-------- GIVEN PASSAGE

Shell River, formerly Shell Brook, is a river in the north-central region of the Canadian province of Saskatchewan. The river begins at Big Shell Lake and travels in an easterly direction and flows into the Sturgeon River north of the city of Prince Albert. The upper reaches of its watershed are as far west as the Thickwood Hills.

Course 
Shell River begins in the RM of Spiritwood No. 496 at the north end of Big Shell Lake and flows north for about three kilometres before emptying into Little Shell Lake. From Little Shell Lake, the river carries on north-east past Memorial Lake Regional Park and the village of Shell Lake. From Shell Lake, the Shell River heads north towards Big River 118A Indian reserve and then loops back down south passing through Ahtahkakoop 104 Indian reserve where it begins heading in an eastward direction. Along this leg of the route, it is joined by several tributaries, enters the RM of Shellbrook No. 493, and passes by the community of Shellbrook, which took its name from the river. From Shellbrook, Shell River continues eastward and meets with the Sturgeon River in the RM of Buckland No. 491. The Sturgeon River carries on southward and joins the North Saskatchewan River on the west side of Prince Albert.

----------------
-------- EXCERPTED DATA

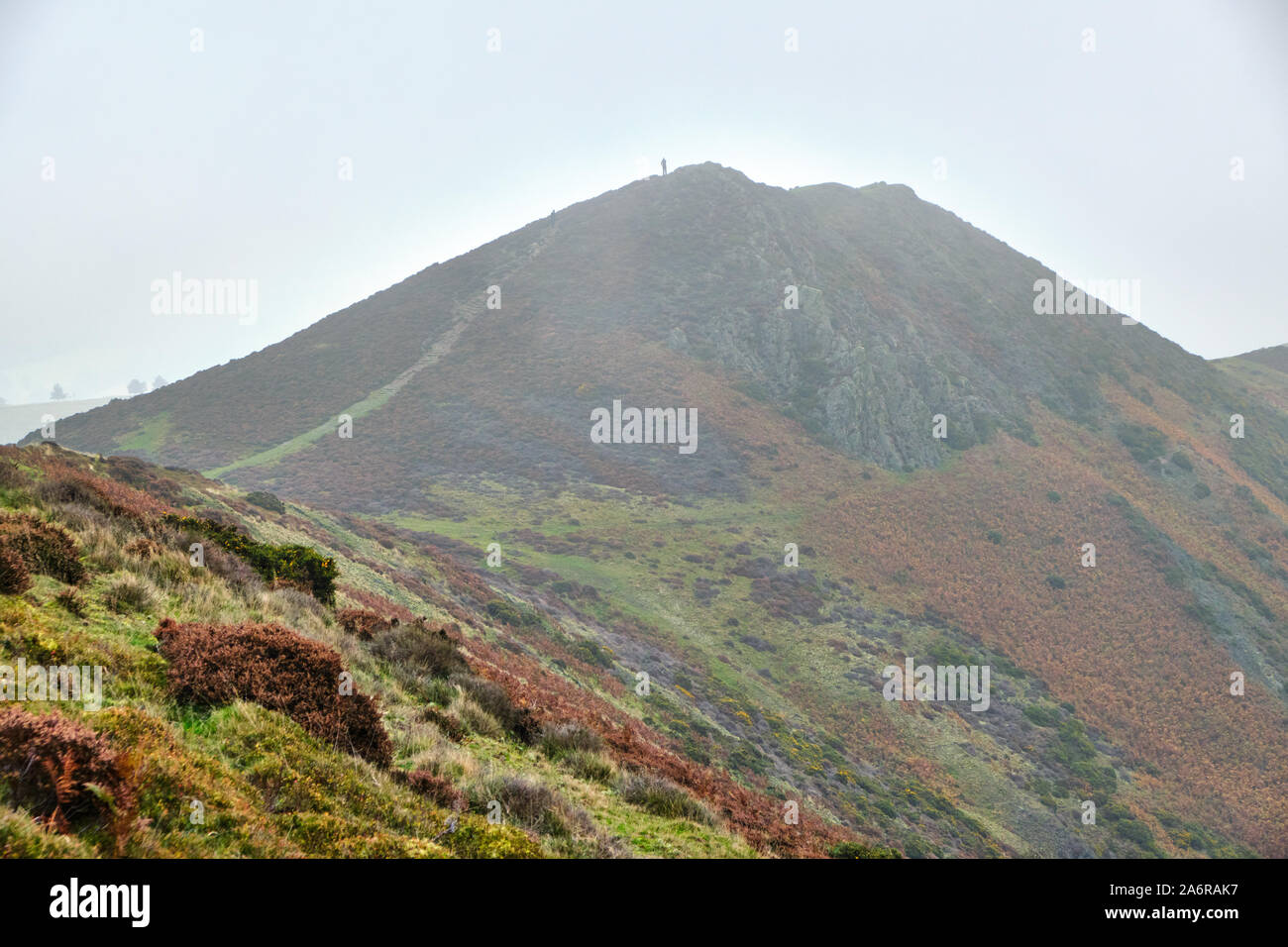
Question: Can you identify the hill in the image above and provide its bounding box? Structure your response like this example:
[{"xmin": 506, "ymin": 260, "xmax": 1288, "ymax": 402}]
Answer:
[
  {"xmin": 17, "ymin": 164, "xmax": 1288, "ymax": 856},
  {"xmin": 0, "ymin": 398, "xmax": 111, "ymax": 443}
]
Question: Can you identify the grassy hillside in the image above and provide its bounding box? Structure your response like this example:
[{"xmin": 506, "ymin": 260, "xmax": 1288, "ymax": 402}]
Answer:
[
  {"xmin": 21, "ymin": 164, "xmax": 1288, "ymax": 857},
  {"xmin": 0, "ymin": 447, "xmax": 901, "ymax": 857}
]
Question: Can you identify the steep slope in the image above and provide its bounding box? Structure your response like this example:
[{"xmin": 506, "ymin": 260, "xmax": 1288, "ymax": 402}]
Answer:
[{"xmin": 32, "ymin": 164, "xmax": 1288, "ymax": 856}]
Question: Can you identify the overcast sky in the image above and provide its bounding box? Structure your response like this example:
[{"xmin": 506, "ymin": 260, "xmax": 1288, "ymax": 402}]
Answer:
[{"xmin": 0, "ymin": 0, "xmax": 1288, "ymax": 403}]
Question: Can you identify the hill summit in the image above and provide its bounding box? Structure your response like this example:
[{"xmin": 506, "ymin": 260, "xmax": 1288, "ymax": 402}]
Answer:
[{"xmin": 17, "ymin": 163, "xmax": 1288, "ymax": 856}]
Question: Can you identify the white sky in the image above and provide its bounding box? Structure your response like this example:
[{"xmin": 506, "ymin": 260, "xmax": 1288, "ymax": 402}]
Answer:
[{"xmin": 0, "ymin": 0, "xmax": 1288, "ymax": 403}]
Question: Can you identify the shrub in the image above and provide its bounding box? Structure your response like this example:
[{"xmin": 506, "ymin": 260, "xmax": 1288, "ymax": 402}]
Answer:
[
  {"xmin": 541, "ymin": 723, "xmax": 604, "ymax": 760},
  {"xmin": 1024, "ymin": 703, "xmax": 1060, "ymax": 727},
  {"xmin": 0, "ymin": 513, "xmax": 85, "ymax": 585},
  {"xmin": 0, "ymin": 707, "xmax": 136, "ymax": 832},
  {"xmin": 54, "ymin": 588, "xmax": 85, "ymax": 618},
  {"xmin": 420, "ymin": 707, "xmax": 465, "ymax": 743},
  {"xmin": 103, "ymin": 573, "xmax": 161, "ymax": 613},
  {"xmin": 478, "ymin": 776, "xmax": 571, "ymax": 835},
  {"xmin": 373, "ymin": 618, "xmax": 471, "ymax": 678},
  {"xmin": 559, "ymin": 750, "xmax": 617, "ymax": 786},
  {"xmin": 618, "ymin": 773, "xmax": 715, "ymax": 824},
  {"xmin": 827, "ymin": 841, "xmax": 903, "ymax": 858},
  {"xmin": 335, "ymin": 608, "xmax": 398, "ymax": 642},
  {"xmin": 450, "ymin": 674, "xmax": 540, "ymax": 743},
  {"xmin": 0, "ymin": 546, "xmax": 31, "ymax": 595},
  {"xmin": 125, "ymin": 536, "xmax": 162, "ymax": 559},
  {"xmin": 163, "ymin": 513, "xmax": 340, "ymax": 605},
  {"xmin": 407, "ymin": 770, "xmax": 465, "ymax": 809},
  {"xmin": 156, "ymin": 618, "xmax": 393, "ymax": 767},
  {"xmin": 486, "ymin": 598, "xmax": 541, "ymax": 627},
  {"xmin": 1118, "ymin": 424, "xmax": 1167, "ymax": 464},
  {"xmin": 246, "ymin": 489, "xmax": 286, "ymax": 513}
]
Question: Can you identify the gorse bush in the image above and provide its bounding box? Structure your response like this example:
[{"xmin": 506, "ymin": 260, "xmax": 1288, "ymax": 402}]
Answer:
[
  {"xmin": 450, "ymin": 674, "xmax": 540, "ymax": 743},
  {"xmin": 156, "ymin": 618, "xmax": 393, "ymax": 767},
  {"xmin": 371, "ymin": 620, "xmax": 471, "ymax": 679},
  {"xmin": 0, "ymin": 706, "xmax": 134, "ymax": 832},
  {"xmin": 163, "ymin": 513, "xmax": 340, "ymax": 605},
  {"xmin": 0, "ymin": 546, "xmax": 31, "ymax": 595},
  {"xmin": 0, "ymin": 513, "xmax": 85, "ymax": 585}
]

----------------

- [GIVEN INSTRUCTION A]
Answer these from the Shell River passage above:
(i) What was Shell River formerly called?
(ii) Which community took its name from the river?
(iii) In which rural municipality does Shell River meet the Sturgeon River?
- [GIVEN INSTRUCTION B] Render this sentence from the Shell River passage in French: "The Sturgeon River carries on southward and joins the North Saskatchewan River on the west side of Prince Albert."

- [CORRECT RESPONSE A]
(i) Shell Brook
(ii) Shellbrook
(iii) The RM of Buckland No. 491

- [CORRECT RESPONSE B] La rivière Sturgeon poursuit son cours vers le sud et rejoint la rivière Saskatchewan Nord du côté ouest de Prince Albert.